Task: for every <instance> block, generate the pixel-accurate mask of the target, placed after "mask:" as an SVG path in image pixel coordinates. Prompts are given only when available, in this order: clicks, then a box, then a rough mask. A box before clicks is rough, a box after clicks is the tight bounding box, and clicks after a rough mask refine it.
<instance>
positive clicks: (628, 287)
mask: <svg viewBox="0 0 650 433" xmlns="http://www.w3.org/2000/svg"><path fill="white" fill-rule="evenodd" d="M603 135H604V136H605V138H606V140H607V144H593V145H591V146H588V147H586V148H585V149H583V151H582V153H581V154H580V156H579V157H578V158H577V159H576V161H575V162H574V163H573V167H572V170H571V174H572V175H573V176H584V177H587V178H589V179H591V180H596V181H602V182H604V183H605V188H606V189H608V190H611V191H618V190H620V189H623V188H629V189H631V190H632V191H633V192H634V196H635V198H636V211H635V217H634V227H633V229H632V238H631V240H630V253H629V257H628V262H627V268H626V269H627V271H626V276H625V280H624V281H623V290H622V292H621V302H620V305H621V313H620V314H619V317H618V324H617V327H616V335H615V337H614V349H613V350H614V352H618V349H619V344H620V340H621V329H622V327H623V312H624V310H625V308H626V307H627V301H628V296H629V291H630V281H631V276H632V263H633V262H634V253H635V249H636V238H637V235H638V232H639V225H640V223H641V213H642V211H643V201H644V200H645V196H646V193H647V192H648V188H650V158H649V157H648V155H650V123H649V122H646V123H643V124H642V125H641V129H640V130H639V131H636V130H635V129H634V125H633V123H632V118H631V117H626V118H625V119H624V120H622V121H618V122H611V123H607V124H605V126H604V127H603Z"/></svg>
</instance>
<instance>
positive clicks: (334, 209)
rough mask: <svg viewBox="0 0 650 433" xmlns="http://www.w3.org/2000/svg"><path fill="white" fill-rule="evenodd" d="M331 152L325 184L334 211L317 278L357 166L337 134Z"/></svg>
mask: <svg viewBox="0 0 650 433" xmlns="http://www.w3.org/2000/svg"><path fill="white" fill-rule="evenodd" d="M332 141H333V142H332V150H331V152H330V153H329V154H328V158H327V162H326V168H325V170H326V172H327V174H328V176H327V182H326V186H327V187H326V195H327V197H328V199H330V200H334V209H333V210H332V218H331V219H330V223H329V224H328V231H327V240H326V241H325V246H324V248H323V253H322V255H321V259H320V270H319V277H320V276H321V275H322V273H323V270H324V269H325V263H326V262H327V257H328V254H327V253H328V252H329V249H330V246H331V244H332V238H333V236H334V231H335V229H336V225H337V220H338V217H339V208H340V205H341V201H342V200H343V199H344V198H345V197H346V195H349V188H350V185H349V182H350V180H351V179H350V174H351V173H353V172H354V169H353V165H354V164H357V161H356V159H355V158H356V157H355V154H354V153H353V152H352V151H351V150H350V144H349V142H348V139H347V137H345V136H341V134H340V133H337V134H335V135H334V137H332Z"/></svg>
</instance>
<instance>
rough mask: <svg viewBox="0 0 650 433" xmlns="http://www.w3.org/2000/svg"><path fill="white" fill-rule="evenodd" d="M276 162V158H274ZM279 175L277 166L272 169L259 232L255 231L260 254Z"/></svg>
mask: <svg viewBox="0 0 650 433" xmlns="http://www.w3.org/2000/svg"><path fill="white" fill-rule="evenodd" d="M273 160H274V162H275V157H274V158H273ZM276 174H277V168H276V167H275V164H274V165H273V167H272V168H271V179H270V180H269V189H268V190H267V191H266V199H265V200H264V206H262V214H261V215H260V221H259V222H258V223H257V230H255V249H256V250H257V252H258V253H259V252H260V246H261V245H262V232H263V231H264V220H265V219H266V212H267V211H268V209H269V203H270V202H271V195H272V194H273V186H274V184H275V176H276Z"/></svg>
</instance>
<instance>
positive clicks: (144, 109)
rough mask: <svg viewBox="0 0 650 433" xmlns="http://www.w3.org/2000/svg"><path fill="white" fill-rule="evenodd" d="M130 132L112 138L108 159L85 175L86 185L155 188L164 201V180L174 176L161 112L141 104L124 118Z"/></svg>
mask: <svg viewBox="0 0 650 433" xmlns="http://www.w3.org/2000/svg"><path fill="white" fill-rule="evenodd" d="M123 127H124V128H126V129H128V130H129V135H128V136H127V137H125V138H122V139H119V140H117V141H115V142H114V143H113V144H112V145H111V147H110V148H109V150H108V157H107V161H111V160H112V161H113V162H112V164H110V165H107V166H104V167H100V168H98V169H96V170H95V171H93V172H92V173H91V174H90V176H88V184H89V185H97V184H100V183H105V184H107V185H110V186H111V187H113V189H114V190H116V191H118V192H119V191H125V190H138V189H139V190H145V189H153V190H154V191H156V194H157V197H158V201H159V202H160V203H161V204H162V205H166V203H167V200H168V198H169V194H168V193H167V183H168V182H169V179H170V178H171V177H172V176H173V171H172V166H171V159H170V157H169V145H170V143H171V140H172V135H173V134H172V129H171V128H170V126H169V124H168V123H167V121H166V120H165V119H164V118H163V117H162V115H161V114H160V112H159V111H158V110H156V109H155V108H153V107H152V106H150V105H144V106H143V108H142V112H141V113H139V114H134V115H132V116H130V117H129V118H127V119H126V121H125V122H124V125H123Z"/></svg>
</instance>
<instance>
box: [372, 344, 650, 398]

- - -

» **Prompt**: Output each line of the records above exactly.

» **Exercise output**:
Task: for every <instance> block, generate the pixel-accurate mask of the target, placed after "mask:" as an SVG path in image pixel coordinates. Prompts are given only when available, in this order: clicks, then a box, then a rough mask. A box before clicks is rough, a box after clicks is the tight bounding box, and clicks after a rough mask refine it.
<instance>
positive clicks: (628, 287)
mask: <svg viewBox="0 0 650 433" xmlns="http://www.w3.org/2000/svg"><path fill="white" fill-rule="evenodd" d="M603 135H604V136H605V138H606V140H607V144H593V145H591V146H588V147H586V148H585V149H583V151H582V153H581V154H580V156H579V157H578V158H577V159H576V161H575V162H574V163H573V167H572V170H571V174H572V175H573V176H584V177H587V178H589V179H591V180H596V181H602V182H604V183H605V188H606V189H608V190H611V191H618V190H620V189H623V188H629V189H631V190H632V191H633V192H634V196H635V198H636V211H635V217H634V227H633V229H632V238H631V240H630V253H629V257H628V262H627V268H626V269H627V271H626V276H625V280H624V281H623V290H622V292H621V302H620V305H621V313H620V314H619V317H618V324H617V327H616V335H615V337H614V349H613V350H614V352H618V349H619V344H620V340H621V329H622V327H623V312H624V310H625V308H626V307H627V301H628V296H629V291H630V281H631V276H632V263H633V262H634V253H635V249H636V238H637V235H638V232H639V225H640V223H641V213H642V211H643V201H644V200H645V196H646V193H647V192H648V188H650V158H649V157H648V155H650V123H649V122H646V123H643V124H642V125H641V129H640V130H639V131H636V130H635V129H634V125H633V123H632V118H631V117H626V118H625V119H624V120H622V121H618V122H611V123H607V124H605V126H604V127H603Z"/></svg>
</instance>
<instance>
positive clicks: (334, 209)
rough mask: <svg viewBox="0 0 650 433" xmlns="http://www.w3.org/2000/svg"><path fill="white" fill-rule="evenodd" d="M331 152L325 184L334 211L317 278L357 166L337 134Z"/></svg>
mask: <svg viewBox="0 0 650 433" xmlns="http://www.w3.org/2000/svg"><path fill="white" fill-rule="evenodd" d="M332 141H333V142H332V150H331V152H330V153H329V154H328V158H327V162H326V168H325V170H326V172H327V174H328V176H327V182H326V186H327V187H326V195H327V197H328V199H330V200H334V209H333V210H332V218H331V219H330V223H329V224H328V231H327V240H326V241H325V246H324V248H323V253H322V255H321V259H320V270H319V277H320V276H321V275H322V273H323V270H324V269H325V263H326V262H327V257H328V254H327V253H328V252H329V249H330V246H331V244H332V238H333V236H334V231H335V229H336V225H337V220H338V217H339V208H340V205H341V201H342V200H343V199H344V198H345V197H346V195H349V188H350V185H349V182H350V180H351V179H350V174H351V173H353V172H354V169H353V165H354V164H357V161H356V159H355V158H356V157H355V154H354V153H353V152H352V151H351V150H350V144H349V142H348V139H347V137H345V136H341V134H340V133H337V134H335V135H334V137H332Z"/></svg>
</instance>
<instance>
rough mask: <svg viewBox="0 0 650 433" xmlns="http://www.w3.org/2000/svg"><path fill="white" fill-rule="evenodd" d="M276 162V158H274ZM279 175L277 166L272 169L259 232L255 231L260 254Z"/></svg>
mask: <svg viewBox="0 0 650 433" xmlns="http://www.w3.org/2000/svg"><path fill="white" fill-rule="evenodd" d="M273 160H274V162H275V157H274V158H273ZM276 174H277V168H276V167H275V164H274V165H273V167H272V168H271V179H270V180H269V189H268V190H267V191H266V199H265V200H264V206H262V214H261V215H260V221H259V222H258V223H257V230H255V249H256V250H257V252H258V253H259V252H260V246H261V245H262V232H263V231H264V220H265V219H266V212H267V211H268V209H269V203H270V202H271V195H272V194H273V186H274V184H275V176H276Z"/></svg>
</instance>
<instance>
positive clicks: (144, 109)
rough mask: <svg viewBox="0 0 650 433" xmlns="http://www.w3.org/2000/svg"><path fill="white" fill-rule="evenodd" d="M130 132L112 138L108 159L85 175L86 185L155 188L164 201V180L174 176L161 112L141 104L124 118Z"/></svg>
mask: <svg viewBox="0 0 650 433" xmlns="http://www.w3.org/2000/svg"><path fill="white" fill-rule="evenodd" d="M123 127H124V128H126V129H128V130H129V135H128V136H127V137H125V138H122V139H119V140H117V141H115V142H114V143H113V144H112V145H111V147H110V148H109V150H108V157H107V161H111V160H112V161H113V162H112V164H110V165H107V166H104V167H100V168H98V169H96V170H95V171H93V172H92V173H91V174H90V176H88V184H89V185H97V184H100V183H105V184H107V185H110V186H111V187H113V189H114V190H116V191H118V192H119V191H125V190H138V189H139V190H145V189H153V190H154V191H156V194H157V197H158V201H159V202H160V203H161V204H162V205H166V203H167V200H168V198H169V194H168V193H167V183H168V182H169V179H170V178H171V177H172V176H173V171H172V166H171V159H170V157H169V145H170V143H171V140H172V135H173V134H172V129H171V128H170V126H169V124H168V123H167V121H166V120H165V119H164V118H163V117H162V115H161V114H160V112H159V111H158V110H156V109H155V108H153V107H152V106H150V105H144V106H143V108H142V112H141V113H139V114H134V115H132V116H130V117H129V118H127V119H126V121H125V122H124V125H123Z"/></svg>
</instance>
<instance>
box: [372, 344, 650, 398]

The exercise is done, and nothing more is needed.